Which lines in the entries below contain the word "track"? Quote each of them in full.
....................
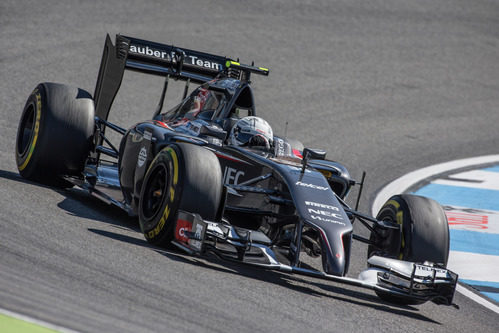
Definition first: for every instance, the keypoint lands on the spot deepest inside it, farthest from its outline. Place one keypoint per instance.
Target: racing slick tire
(424, 237)
(55, 132)
(181, 176)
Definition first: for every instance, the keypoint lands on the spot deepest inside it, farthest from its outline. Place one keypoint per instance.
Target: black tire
(55, 132)
(425, 234)
(181, 176)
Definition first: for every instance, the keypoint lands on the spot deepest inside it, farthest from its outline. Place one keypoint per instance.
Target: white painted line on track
(35, 321)
(403, 183)
(480, 300)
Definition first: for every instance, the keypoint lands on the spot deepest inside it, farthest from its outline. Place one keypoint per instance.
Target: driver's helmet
(251, 131)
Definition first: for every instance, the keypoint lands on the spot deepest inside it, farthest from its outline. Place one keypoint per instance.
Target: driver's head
(251, 131)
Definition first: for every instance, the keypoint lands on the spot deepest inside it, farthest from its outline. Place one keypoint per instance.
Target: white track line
(35, 321)
(401, 184)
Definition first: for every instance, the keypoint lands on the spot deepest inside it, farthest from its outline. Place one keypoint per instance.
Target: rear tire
(425, 234)
(55, 132)
(181, 176)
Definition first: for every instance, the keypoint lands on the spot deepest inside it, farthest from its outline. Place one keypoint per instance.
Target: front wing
(417, 282)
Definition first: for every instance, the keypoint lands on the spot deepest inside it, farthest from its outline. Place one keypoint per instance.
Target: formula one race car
(199, 180)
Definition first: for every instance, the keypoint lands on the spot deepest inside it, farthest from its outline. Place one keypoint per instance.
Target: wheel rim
(26, 130)
(155, 192)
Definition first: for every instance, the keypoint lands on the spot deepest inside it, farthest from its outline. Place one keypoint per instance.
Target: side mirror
(315, 154)
(214, 131)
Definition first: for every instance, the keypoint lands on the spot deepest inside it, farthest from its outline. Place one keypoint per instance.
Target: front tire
(55, 132)
(181, 176)
(424, 237)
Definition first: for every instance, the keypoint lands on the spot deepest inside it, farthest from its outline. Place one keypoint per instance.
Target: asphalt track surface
(384, 86)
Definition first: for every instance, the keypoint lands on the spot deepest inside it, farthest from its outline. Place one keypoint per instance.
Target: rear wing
(159, 59)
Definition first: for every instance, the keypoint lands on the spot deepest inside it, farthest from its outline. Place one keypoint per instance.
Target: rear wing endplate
(158, 59)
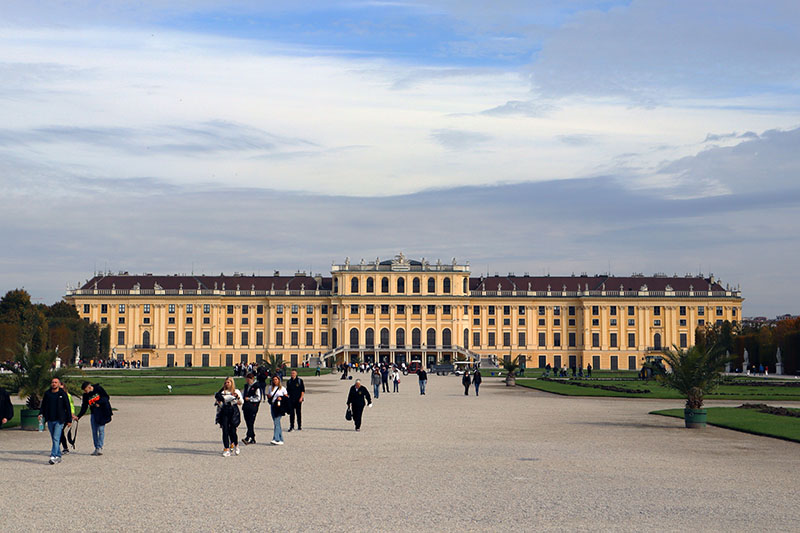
....................
▶ Response to the task
Target: white painted line on track
Target: white track line
Target: asphalt track surface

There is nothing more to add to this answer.